Auch hinter den fröhlichen Kinderbildern, die der Würzburger Fritz Ruschkewitz im Jahr 1946 schuf, tut sich ein Abgrund auf. Vater und Mutter waren bei einem Auswanderungsversuch aus Nazi-Deutschland gestorben, der Bruder Ernst war mit seiner Frau Ruth und dem kleinen Sohn Jan deportiert und im KZ ermordet worden. In den Bildern ist nichts davon zu ahnen.
Der 1901 geborene Fritz Ruschkewitz stammte aus der bekanntesten jüdischen Familie Würzburgs. Der Vater Siegmund besaß ein Kaufhaus in der Schönbornstraße und das Einheitspreisgeschäft „Merkur“ in der Eichhornstraße. Kurz vor Ausbruch des Ersten Weltkrieges schenkte er der Stadt einen Brunnen, der noch heute im Ringpark fröhlich plätschert.
Vor kurzem saß die Enkelin von Fritz und Urenkelin von Siegmund Ruschkewitz am Brunnenrand. Die 29-jährige Biomedizinerin Yael Ruschkewitz Leibzon aus dem israelischen Petach Tikwa hatte mit ihrem Mann Alexander, einem Softwareentwickler, die Stadt ihrer Vorfahren besucht und all die Stätten gesehen, die an die Familie erinnern.
„Als ich ein Kind war, wurde bei uns zuhause nicht über die Vergangenheit gesprochen“, sagt Yael. „Doch in den letzten Jahren ist mein Interesse gewachsen und ich habe begonnen, im Internet zu recherchieren. So stieß ich auf Würzburg und verschiedene Videos über unsere Familie.“
Im jüdischen Friedhof in der Werner-von-Siemens-Straße standen Yael und ihr Mann am Grab von Max Ruschkewitz, der 1930 an den Spätfolgen eines Bauchschusses, den er im Ersten Weltkrieg erhalten hatte, gestorben war. Der Bruder von Fritz hatte sich freiwillig gemeldet und war schwer verletzt zurückgekommen. Yael und Alexander spazierten am Main entlang, auf dem Fritz Ruschkewitz' Bruder Ernst mit christlichen Freunden gerudert war. Und sie besuchten das Johanna-Stahl-Zentrum, in dem ein Tagebuch aufbewahrt wird, das Ernst in verschiedenen Außenlagern des KZ Auschwitz geführt hatte.

== Aufgabenstellung ==
#1 Ändern Sie im Text über die Familie Ruschkewitz den Abschnitt von „Auch hinter den“ bis einschließlich „Ringpark fröhlich plätschert.“, indem Sie „Kaufhaus“ durch „Warenhaus“ ersetzen, und geben Sie ihn in dieser Form wieder.
#2 Nennen Sie sämtliche Straßennamen, die im Text über die Familie Ruschkewitz vorkommen.
#3 Führen Sie den Text über die Familie Ruschkewitz im Anschluss an seinen letzten Satz weiter.

== Datensätze ==
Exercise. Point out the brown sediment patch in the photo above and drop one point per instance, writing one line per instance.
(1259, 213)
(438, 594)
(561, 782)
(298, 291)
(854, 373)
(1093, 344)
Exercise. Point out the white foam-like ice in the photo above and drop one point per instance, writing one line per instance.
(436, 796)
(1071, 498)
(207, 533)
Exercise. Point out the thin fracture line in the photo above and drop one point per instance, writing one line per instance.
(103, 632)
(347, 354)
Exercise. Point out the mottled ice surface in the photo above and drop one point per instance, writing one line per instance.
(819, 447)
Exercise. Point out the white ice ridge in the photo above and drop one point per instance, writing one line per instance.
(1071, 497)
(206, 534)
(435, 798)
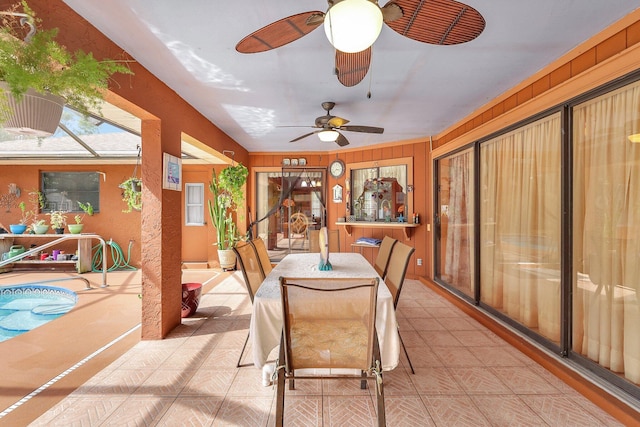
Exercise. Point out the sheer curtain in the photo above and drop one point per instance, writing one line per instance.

== Lösungen ==
#1
Auch hinter den fröhlichen Kinderbildern, die der Würzburger Fritz Ruschkewitz im Jahr 1946 schuf, tut sich ein Abgrund auf. Vater und Mutter waren bei einem Auswanderungsversuch aus Nazi-Deutschland gestorben, der Bruder Ernst war mit seiner Frau Ruth und dem kleinen Sohn Jan deportiert und im KZ ermordet worden. In den Bildern ist nichts davon zu ahnen.
Der 1901 geborene Fritz Ruschkewitz stammte aus der bekanntesten jüdischen Familie Würzburgs. Der Vater Siegmund besaß ein Warenhaus in der Schönbornstraße und das Einheitspreisgeschäft „Merkur“ in der Eichhornstraße. Kurz vor Ausbruch des Ersten Weltkrieges schenkte er der Stadt einen Brunnen, der noch heute im Ringpark fröhlich plätschert.

#2 Schönbornstraße, Eichhornstraße, Werner-von-Siemens-Straße

#3
Yaels Großvater Fritz war, wie die ganze Familie, patriotisch eingestellt. Im April 1919 meldete er sich 18-jährig zum Freikorps Würzburg, einem Freiwilligenverband zum Schutz der Errungenschaften der Weimarer Republik. Später absolvierte Fritz in Berlin eine Ausbildung zum Grafiker. 1929 nach Würzburg zurückgekehrt, wirkte er unter anderem an der Gestaltung der Schaufenster des elterlichen Warenhauses mit.
Natürlich standen Yael und Alexander auch vor dem Kaufhof, wo Stolpersteine an die Mitglieder der Familie Ruschkewitz erinnern, die zu Holocaust-Opfern wurden.
Im August 1933 wanderte Fritz mit seiner 23-jährigen Frau Ida ins britische Mandatsgebiet Palästina aus. In Tel Aviv versuchte er, in seinem Beruf als Grafiker Fuß zu fassen. In Briefen hielt er Kontakt mit Würzburger Freunden und auch mit Sophie Hollwich, die als Kinderfrau ihn und seine Brüder betreut hatte. Die Buben nannten sie Deda.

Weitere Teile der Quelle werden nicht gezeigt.